TASK REQUIREMENTS:
The full listing is needed, transcribed word for word.
INPUT: Begin
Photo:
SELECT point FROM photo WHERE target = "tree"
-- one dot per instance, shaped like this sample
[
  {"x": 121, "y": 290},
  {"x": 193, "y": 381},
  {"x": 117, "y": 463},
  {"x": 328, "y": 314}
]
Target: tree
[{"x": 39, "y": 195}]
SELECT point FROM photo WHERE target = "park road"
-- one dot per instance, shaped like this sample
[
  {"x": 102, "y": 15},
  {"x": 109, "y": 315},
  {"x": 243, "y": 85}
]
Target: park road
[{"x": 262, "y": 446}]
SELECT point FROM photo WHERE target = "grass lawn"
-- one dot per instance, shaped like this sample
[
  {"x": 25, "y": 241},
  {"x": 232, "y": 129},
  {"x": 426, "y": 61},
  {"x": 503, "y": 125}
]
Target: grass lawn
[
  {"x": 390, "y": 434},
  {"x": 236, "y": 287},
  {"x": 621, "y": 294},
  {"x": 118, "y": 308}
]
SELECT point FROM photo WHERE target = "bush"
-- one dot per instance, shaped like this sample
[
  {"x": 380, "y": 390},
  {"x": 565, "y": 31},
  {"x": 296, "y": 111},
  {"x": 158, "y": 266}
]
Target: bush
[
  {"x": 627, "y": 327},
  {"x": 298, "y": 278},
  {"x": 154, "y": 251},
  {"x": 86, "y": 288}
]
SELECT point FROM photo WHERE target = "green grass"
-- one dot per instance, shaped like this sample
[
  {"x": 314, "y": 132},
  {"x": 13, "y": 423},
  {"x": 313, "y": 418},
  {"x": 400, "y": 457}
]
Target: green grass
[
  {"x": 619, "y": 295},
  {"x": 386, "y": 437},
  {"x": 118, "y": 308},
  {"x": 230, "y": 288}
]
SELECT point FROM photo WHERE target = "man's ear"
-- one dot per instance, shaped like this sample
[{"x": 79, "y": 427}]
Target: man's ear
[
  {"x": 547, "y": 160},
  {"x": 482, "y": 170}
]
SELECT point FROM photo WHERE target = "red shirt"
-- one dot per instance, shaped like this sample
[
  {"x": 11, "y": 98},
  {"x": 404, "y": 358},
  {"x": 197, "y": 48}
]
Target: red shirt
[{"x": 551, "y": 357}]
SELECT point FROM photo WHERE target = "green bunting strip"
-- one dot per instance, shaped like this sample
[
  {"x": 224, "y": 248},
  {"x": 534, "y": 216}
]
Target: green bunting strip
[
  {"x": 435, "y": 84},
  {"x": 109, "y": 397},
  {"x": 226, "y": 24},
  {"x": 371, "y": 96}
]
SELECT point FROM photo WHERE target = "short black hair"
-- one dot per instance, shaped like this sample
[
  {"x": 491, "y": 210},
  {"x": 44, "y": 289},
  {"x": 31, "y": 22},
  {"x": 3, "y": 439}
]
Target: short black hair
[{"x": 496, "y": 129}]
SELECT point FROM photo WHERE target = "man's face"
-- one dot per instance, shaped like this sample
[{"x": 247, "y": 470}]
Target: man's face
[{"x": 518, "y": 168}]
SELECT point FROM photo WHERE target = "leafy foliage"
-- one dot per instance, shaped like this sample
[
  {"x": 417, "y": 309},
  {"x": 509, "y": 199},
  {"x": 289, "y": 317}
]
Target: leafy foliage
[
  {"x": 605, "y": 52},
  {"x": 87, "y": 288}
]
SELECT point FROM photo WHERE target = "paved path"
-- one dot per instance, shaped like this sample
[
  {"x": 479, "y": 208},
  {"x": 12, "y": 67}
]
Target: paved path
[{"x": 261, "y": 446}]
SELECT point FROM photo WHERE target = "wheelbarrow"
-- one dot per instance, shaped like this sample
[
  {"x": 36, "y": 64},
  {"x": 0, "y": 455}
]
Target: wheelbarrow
INPUT: End
TASK RESULT:
Photo:
SELECT point FROM photo WHERE target = "tree"
-- one dot per instance, shaped like this sample
[
  {"x": 121, "y": 290},
  {"x": 193, "y": 381},
  {"x": 117, "y": 463},
  {"x": 328, "y": 314}
]
Target: tree
[{"x": 39, "y": 195}]
SELECT point FROM photo WHERE target = "park road"
-- one dot per instance, shaped like this sample
[
  {"x": 102, "y": 15},
  {"x": 109, "y": 315},
  {"x": 243, "y": 85}
]
Target: park road
[{"x": 262, "y": 446}]
SELECT point FROM photo WHERE target = "grass lawn"
-- one dot per instance, shaped like this sample
[
  {"x": 25, "y": 241},
  {"x": 232, "y": 129},
  {"x": 426, "y": 61},
  {"x": 503, "y": 125}
]
Target: grass lawn
[
  {"x": 390, "y": 434},
  {"x": 236, "y": 287},
  {"x": 621, "y": 294},
  {"x": 118, "y": 308}
]
SELECT point FROM photo WHERE target = "bush"
-- one dot per instance, shaped like this sample
[
  {"x": 380, "y": 390},
  {"x": 565, "y": 31},
  {"x": 296, "y": 111},
  {"x": 158, "y": 266}
]
Target: bush
[
  {"x": 627, "y": 327},
  {"x": 298, "y": 278},
  {"x": 154, "y": 251},
  {"x": 86, "y": 288}
]
SELECT point FROM photo WHERE target = "green grass"
-- one dot per instance, shaped like this sample
[
  {"x": 314, "y": 132},
  {"x": 13, "y": 423},
  {"x": 313, "y": 418},
  {"x": 400, "y": 457}
]
Target: green grass
[
  {"x": 619, "y": 295},
  {"x": 386, "y": 437},
  {"x": 118, "y": 308},
  {"x": 230, "y": 288}
]
SELECT point FROM photo WHERE target = "man's ear"
-- one dot per instance, shaped like this sample
[{"x": 79, "y": 427}]
Target: man's ear
[
  {"x": 547, "y": 160},
  {"x": 482, "y": 170}
]
SELECT point FROM photo WHERE target = "red shirt"
-- one dot per instance, shaped like this sample
[
  {"x": 11, "y": 98},
  {"x": 404, "y": 358},
  {"x": 197, "y": 48}
]
Target: red shirt
[{"x": 551, "y": 357}]
SELECT point FROM photo WHERE target = "green bunting strip"
-- one dot per instance, shaped like this sample
[
  {"x": 224, "y": 248},
  {"x": 534, "y": 216}
]
Target: green bunting strip
[
  {"x": 435, "y": 84},
  {"x": 109, "y": 397},
  {"x": 226, "y": 24},
  {"x": 371, "y": 96}
]
SELECT point FROM photo WHERE target = "short black hair"
-- one dot per instance, shaped like this sample
[
  {"x": 491, "y": 210},
  {"x": 44, "y": 289},
  {"x": 31, "y": 22},
  {"x": 3, "y": 439}
]
Target: short black hair
[{"x": 496, "y": 129}]
SELECT point FROM photo WHERE target = "man's face"
-- one dot per instance, shaped like this sample
[{"x": 247, "y": 470}]
Target: man's face
[{"x": 518, "y": 168}]
SELECT point FROM photo WHERE target = "leafy foliage"
-- one dot per instance, shaped like this sample
[
  {"x": 417, "y": 309},
  {"x": 509, "y": 199},
  {"x": 289, "y": 317}
]
Target: leafy foliage
[
  {"x": 605, "y": 52},
  {"x": 87, "y": 288}
]
SELECT point FROM photo WHERE target = "paved path"
-- one dot per instance, shaped like this sample
[
  {"x": 479, "y": 208},
  {"x": 12, "y": 67}
]
Target: paved path
[{"x": 261, "y": 446}]
SELECT point FROM photo WHERE target = "wheelbarrow"
-- one dot per instance, shaped like this sample
[
  {"x": 36, "y": 64},
  {"x": 0, "y": 455}
]
Target: wheelbarrow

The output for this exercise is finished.